Records shown >>
++++++++++
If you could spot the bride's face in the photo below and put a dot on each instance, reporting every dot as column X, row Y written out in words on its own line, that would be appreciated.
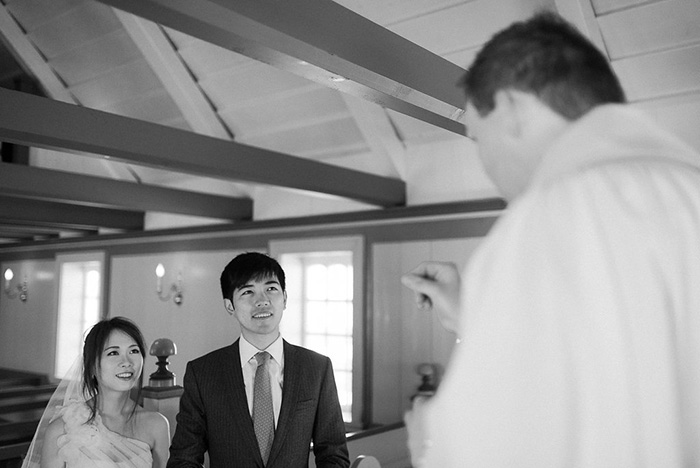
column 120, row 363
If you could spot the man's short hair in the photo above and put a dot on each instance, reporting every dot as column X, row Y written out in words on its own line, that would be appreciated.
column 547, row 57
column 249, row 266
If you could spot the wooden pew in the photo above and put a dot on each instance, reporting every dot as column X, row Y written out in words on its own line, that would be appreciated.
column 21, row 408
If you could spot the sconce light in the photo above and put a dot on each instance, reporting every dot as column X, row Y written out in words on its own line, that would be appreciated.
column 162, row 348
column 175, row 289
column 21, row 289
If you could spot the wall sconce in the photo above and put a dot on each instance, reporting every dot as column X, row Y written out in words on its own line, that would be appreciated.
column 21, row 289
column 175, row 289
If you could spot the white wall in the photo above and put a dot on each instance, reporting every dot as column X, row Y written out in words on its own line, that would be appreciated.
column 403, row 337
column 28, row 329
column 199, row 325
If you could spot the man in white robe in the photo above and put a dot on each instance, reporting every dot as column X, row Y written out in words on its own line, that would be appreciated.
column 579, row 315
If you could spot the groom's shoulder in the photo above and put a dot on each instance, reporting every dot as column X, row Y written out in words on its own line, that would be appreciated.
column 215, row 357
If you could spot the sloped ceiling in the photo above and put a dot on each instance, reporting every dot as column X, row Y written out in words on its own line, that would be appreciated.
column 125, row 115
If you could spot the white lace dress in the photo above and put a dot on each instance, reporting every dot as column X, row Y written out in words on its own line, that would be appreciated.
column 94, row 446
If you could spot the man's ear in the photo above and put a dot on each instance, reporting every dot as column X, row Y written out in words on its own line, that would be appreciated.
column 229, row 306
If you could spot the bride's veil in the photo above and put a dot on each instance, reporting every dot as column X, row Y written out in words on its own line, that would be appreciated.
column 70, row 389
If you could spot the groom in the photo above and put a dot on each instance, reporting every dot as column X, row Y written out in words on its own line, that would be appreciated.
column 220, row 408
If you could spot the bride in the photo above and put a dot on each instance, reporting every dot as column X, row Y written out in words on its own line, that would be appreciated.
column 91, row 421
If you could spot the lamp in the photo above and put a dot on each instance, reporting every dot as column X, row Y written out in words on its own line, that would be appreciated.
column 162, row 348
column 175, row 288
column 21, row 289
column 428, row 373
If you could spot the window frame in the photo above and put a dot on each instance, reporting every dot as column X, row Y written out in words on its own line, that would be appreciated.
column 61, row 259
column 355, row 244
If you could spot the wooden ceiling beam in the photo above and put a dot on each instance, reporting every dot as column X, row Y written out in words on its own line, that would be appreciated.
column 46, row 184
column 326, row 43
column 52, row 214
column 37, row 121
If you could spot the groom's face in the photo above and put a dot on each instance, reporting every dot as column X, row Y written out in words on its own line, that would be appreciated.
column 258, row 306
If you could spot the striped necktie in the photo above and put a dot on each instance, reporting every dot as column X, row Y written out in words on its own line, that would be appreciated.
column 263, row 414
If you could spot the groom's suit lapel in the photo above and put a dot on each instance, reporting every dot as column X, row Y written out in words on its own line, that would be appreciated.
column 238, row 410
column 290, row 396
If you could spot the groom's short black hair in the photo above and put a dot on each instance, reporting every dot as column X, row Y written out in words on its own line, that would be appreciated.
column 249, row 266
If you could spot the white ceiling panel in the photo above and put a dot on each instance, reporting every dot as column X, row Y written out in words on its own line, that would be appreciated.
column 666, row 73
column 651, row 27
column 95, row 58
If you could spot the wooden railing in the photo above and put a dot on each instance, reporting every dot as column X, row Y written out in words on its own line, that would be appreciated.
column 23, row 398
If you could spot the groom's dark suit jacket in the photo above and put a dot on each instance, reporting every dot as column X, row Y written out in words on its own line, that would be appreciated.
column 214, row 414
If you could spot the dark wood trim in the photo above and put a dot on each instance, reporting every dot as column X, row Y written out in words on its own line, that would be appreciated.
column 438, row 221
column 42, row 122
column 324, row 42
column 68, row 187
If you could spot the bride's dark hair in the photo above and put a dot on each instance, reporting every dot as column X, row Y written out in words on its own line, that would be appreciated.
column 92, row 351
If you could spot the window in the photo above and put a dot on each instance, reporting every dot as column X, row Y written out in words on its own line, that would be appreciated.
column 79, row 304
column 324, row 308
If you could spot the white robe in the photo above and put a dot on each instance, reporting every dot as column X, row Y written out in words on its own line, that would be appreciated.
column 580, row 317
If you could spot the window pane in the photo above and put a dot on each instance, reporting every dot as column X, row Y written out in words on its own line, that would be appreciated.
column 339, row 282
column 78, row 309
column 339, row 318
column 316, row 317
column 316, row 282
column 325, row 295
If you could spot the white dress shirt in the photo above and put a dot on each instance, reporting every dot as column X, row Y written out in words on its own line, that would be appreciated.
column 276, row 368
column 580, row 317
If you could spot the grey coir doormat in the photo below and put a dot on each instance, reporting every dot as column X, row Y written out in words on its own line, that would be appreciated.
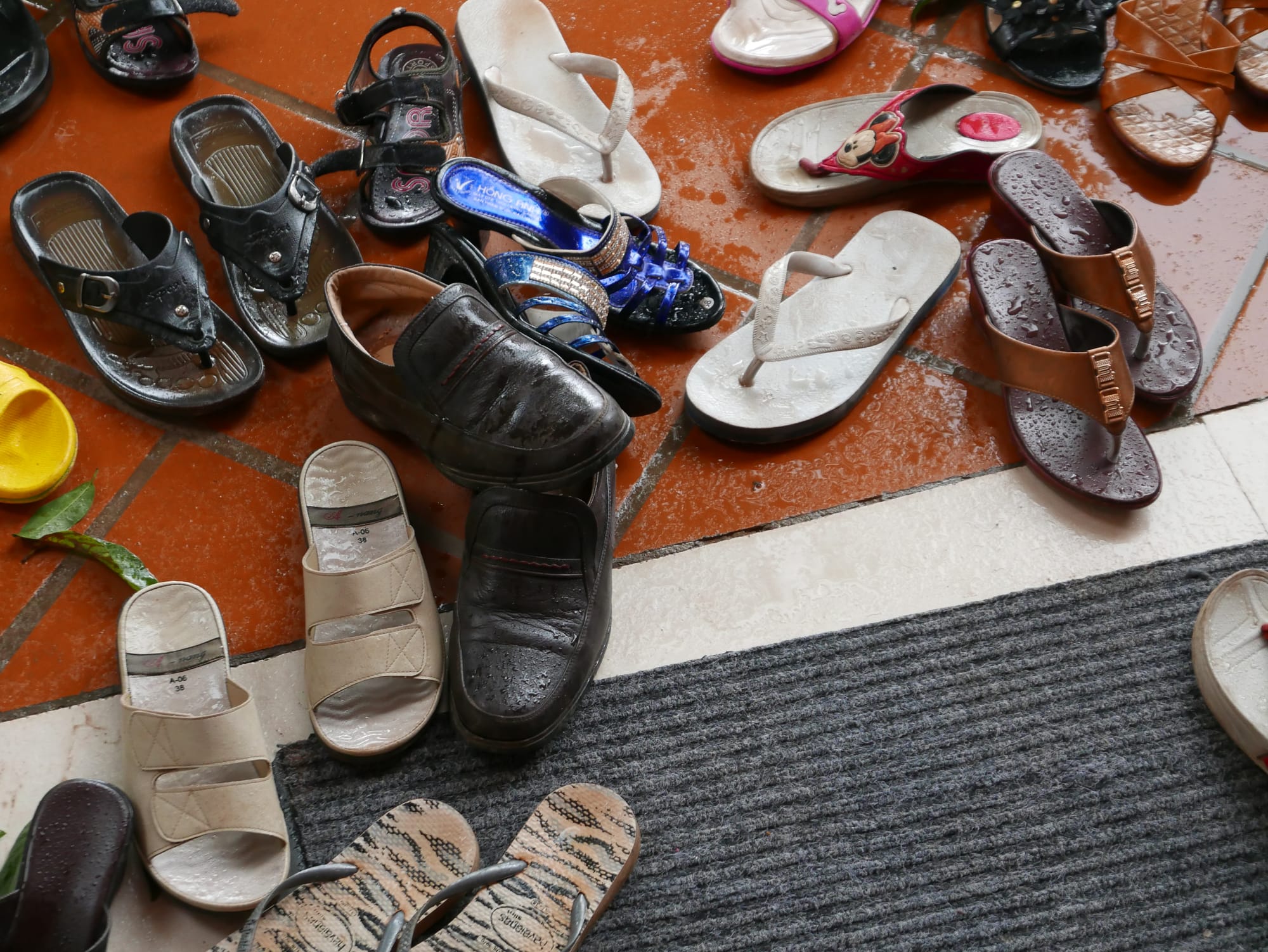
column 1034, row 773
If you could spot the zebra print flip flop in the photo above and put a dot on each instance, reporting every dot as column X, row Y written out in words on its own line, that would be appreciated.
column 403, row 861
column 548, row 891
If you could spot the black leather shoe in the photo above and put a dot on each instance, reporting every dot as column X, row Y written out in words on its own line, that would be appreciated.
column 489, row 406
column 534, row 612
++++++++++
Direction >>
Rewrite the whole listing above, swapping each "that would be appreciated" for "that would be helpful" and keeping everything else the same. Leave the pictures out.

Expected answer >>
If you could spot the bride's face in the photo below and put a dot on each instance, reporting every dot as column X, row Y written out in words on its own line, that would be helpful.
column 120, row 363
If you could spot the man's short hair in the photo above and put a dot on each instance, reporting every dot as column X, row Y written out in words on its own line, that would be helpful.
column 547, row 57
column 249, row 266
If you could spot the wooden pew in the photo above and put a dot on each instance, reporting every dot as column X, row Y written out in words on its own line, that would be helpful.
column 21, row 408
If you could spot the sconce light in the photo above and put a dot on each instance, reporting every dot as column X, row Y written out in words on its own line, that would be helpful.
column 162, row 348
column 175, row 289
column 21, row 289
If you could spot the wall sconce in the photo above and put a dot on each instance, reporting every dot as column X, row Y written out in words on its own line, that would be helpful.
column 21, row 289
column 175, row 289
If you could spot the white wall in the photo above and put a dot on each instance, reporting every dot as column X, row Y written out in words on its own line, that would be helpful.
column 403, row 337
column 28, row 329
column 199, row 325
If you could spot the man in white robe in the photo above and put a dot on each instance, reporting every dot as column X, row Y written out in words on its own line, that would be helpful.
column 579, row 315
If you could spot the groom's shoulder in the photo above and put a dot on each instance, reporting every dot as column X, row Y written out in words on its own line, that would be helpful.
column 215, row 357
If you could spot the sloped ceiling in the photo above and put a dot on each instance, reporting every dot as column X, row Y written out in words on its own line, that would be helpful.
column 125, row 115
If you could spot the white lace dress in the photo above and put a dot on each instance, reporting every dot as column X, row Y written out in words on its own line, that would be helpful.
column 94, row 446
If you could spot the man's ear in the photo above and put a dot on each instance, reporting every dot as column X, row Y written out in words on its own line, that would be helpful.
column 229, row 306
If you could spot the bride's veil in the photo above and put a dot on each instance, reporting every dot as column X, row Y written out in words on its own line, that would be helpful.
column 70, row 389
If you could spot the groom in the photo above and put a dot on each instance, reporting every dot as column X, row Y written out in words on its own line, that would be helpful.
column 220, row 408
If you could spot the bride in the photo above and put a dot on each instance, reporting every dot as column X, row Y written out in words on its own line, that would be helpful.
column 91, row 421
If you could spot the lamp in the photo above and put a dot on each instance, reporting every dot as column X, row Y written out in words on its own line, that would be helpful.
column 162, row 348
column 175, row 288
column 21, row 289
column 428, row 373
If you could spot the window frame in the photo above and put a dot on each instance, reporting every dot as column X, row Y written out in words on its own line, that would be helpful.
column 61, row 259
column 355, row 244
If you could spot the wooden ceiling beam in the photo above and put a dot on each instance, reporting every dot as column X, row Y written out in words on its own line, that would be helpful.
column 46, row 184
column 326, row 43
column 52, row 214
column 37, row 121
If you could spot the groom's face in the photo above and put a dot on each instance, reporting every dot as column X, row Y written out in words on its own line, that would be helpful.
column 258, row 306
If you could spot the striped necktie in the photo above and put a dot on each instance, reporting every dot as column X, row Y written out in words on its own line, that would be helpful.
column 263, row 414
If you could spot the groom's suit lapel in the photo above and put a dot on each instance, reporting every dot as column X, row Y written out in words on its own line, that would be helpful.
column 238, row 410
column 290, row 396
If you could spot the groom's short black hair in the photo above and put a dot on each instance, reporting every dot as column X, row Y written out in words on its own line, that would be helpful.
column 249, row 266
If you could spot the white ceiling panel in the photo above and put a dot on each instance, reporting every dot as column X, row Y written out in words on its own line, that would be helpful.
column 666, row 73
column 651, row 27
column 95, row 58
If you could spot the wooden railing in the photo above and put a dot on each instance, reporting every dot as column X, row Y written out in words on its own line, that would be helpful.
column 23, row 398
If you could spot the groom's dark suit jacket in the photo above and put a dot on each instance, reporting every dot as column X, row Y written out in words on its own line, that would be helpful.
column 214, row 414
If you could spot the dark wood trim in the photo above and put a dot on each instance, reporting every dot as column X, row Y written out in words on its own line, that would be helpful.
column 438, row 221
column 42, row 122
column 324, row 42
column 68, row 187
If you could spot the bride's dark hair in the photo above and put a dot on each instance, reporting every dot as column X, row Y written out in words on its own line, that would be helpful.
column 92, row 351
If you could spot the window in the photo above and put a dot on each instance, reporting every dot as column X, row Y written out in words on its own line, that would be helpful.
column 79, row 304
column 324, row 308
If you could spot the white robe in the photo above and put a dot on each instance, reporting every dot as column X, row Y written out in words on its own line, that would be helpful.
column 580, row 317
If you could spot the window pane in the photo above and put a dot on each instance, reporting every dot as column X, row Y written out in words on its own line, that would be helpful.
column 339, row 282
column 78, row 309
column 339, row 318
column 316, row 317
column 316, row 282
column 325, row 295
If you could spot the white dress shirt in the photo above and put a dot on each instance, reporting every dot as column X, row Y written out in words on its own line, that would be helpful.
column 276, row 368
column 580, row 317
If you could spot the grey coir doormat in the photo below and put a dot on each instance, reporting every dot as column X, row Y written out in words on its own line, that would be helpful.
column 1034, row 773
If you could spot the zebra print flip flop in the photo above and put a dot on each instance, reporting every dot as column X, row Y written out in words on its own line, that would be helpful.
column 403, row 861
column 548, row 891
If you could spot the black leather shoe in the photo above and put a dot on each instance, reporting every dot as column X, row Y written out in words on its own line, that would be helpful.
column 489, row 406
column 534, row 612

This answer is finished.